DOCUMENT EXTRACT

The Cholas constructed the temple in the 8th and 9th centuries. Three inscriptions record their land grants and donations. The Thanjavur Nayaks made later additions. The Padma Purana and Brahmanda Purana reference the site. Thirumangai Alvar’s hymns elevated it to Divya Desam status. Floods and decay prompted restorations by locals over time.​ The beehive ritual honours the devas uniquely. Shiva’s presence at the corners is rare in Vishnu temples. These features set it apart in the region’s sacred landscape.

A granite wall encloses the temple complex. The five-tier Rajagopuram faces east and welcomes visitors. The Utpala Vimana rises above the sanctum. Inside, Bhaktavatsala Perumal stands in four-armed form, holding conch, discus, mace, and lotus. The Nayaki shrine houses the beehive. The Darshana Pushkarani tank lies nearby. Pillars feature carvings of Vishnu’s avatars, the ocean churning, and wedding scenes.​ The design follows classic Dravidian style with Chola foundations and Nayak embellishments. No radical innovations are apparent, but the layout strikes a balance between compactness and openness. Elements evoke the marriage theme throughout.

Six pujas occur daily from dawn to dusk. Priests dress the deities, offer food, and perform lamp ceremonies. Nagaswaram and tavil provide music. Chants from the Divya Prabandham fill the air. The Brahmotsavam in Panguni draws large crowds. Vaikunta Ekadasi opens special gates. Monthly bee pujas honour the devas. Couples seek wedding blessings here.​ Locals sponsor community meals, clean the shrines, and participate in processions. These practices strengthen village bonds.

To get to the temple, one needs to travel 10 km from Thiruvarur through flat fields. The village feels quiet and welcoming. Shops near the gate sell flowers and coconuts. Bathe in the tank to cleanse curses. Darshan proceeds smoothly on weekdays. The hum of bees in the Nayaki shrine creates a living link to the legends.​ Villagers share stories like Chandran’s cure. Paths through remnant forest areas recall Lakshmi’s penance. The calm atmosphere supports quiet prayer and reflection.

Thirumangai Alvar’s paasurams are recited in every puja. They inspire songs and dances during festivals. The bee legend features in local tales. The village views the temple as a marriage blessing spot. Hymns connect it to the broader Alvar tradition. Art depicts the shy Lakshmi and a buzzing hive.​ In society, it aids unions and curse removal. Its influence stays strong locally rather than widespread. The HR&CE department oversees operations. Restorations maintain walls and repaint the gopuram. Festivals attract mostly locals, with some from temple tours. Devotees come for marriage rites and dosha nivarana. Online bookings increase access. The bee ritual persists unchanged.​

Thirukannamangai holds a place in the Divya Desams as the forest of divine marriage. Myths show devotion drawing the god to earth. Chola architecture endures floods and time. Bees symbolise lasting joy from the wedding.​ The deva-bee connection delights but raises questions. In the circuit, it links ocean myths to land unions. For Indian heritage, it teaches that sincere penance wins the divine. Visit and listen to the hum. Consider what your heart calls forth.

WHAT IS REQUIRED
Revise the temple text by writing out everything from "To get to the" down to "prayer and reflection." again, with "coconuts" replaced by "incense".

DATASET EXCERPT
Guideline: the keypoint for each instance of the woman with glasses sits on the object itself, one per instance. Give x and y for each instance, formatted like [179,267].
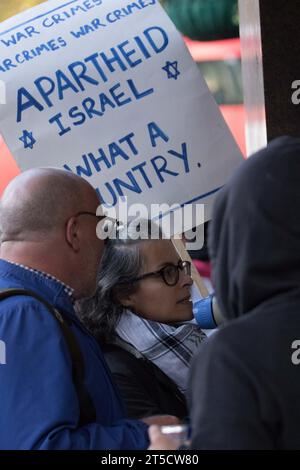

FULL ANSWER
To get to the temple, one needs to travel 10 km from Thiruvarur through flat fields. The village feels quiet and welcoming. Shops near the gate sell flowers and incense. Bathe in the tank to cleanse curses. Darshan proceeds smoothly on weekdays. The hum of bees in the Nayaki shrine creates a living link to the legends.​ Villagers share stories like Chandran’s cure. Paths through remnant forest areas recall Lakshmi’s penance. The calm atmosphere supports quiet prayer and reflection.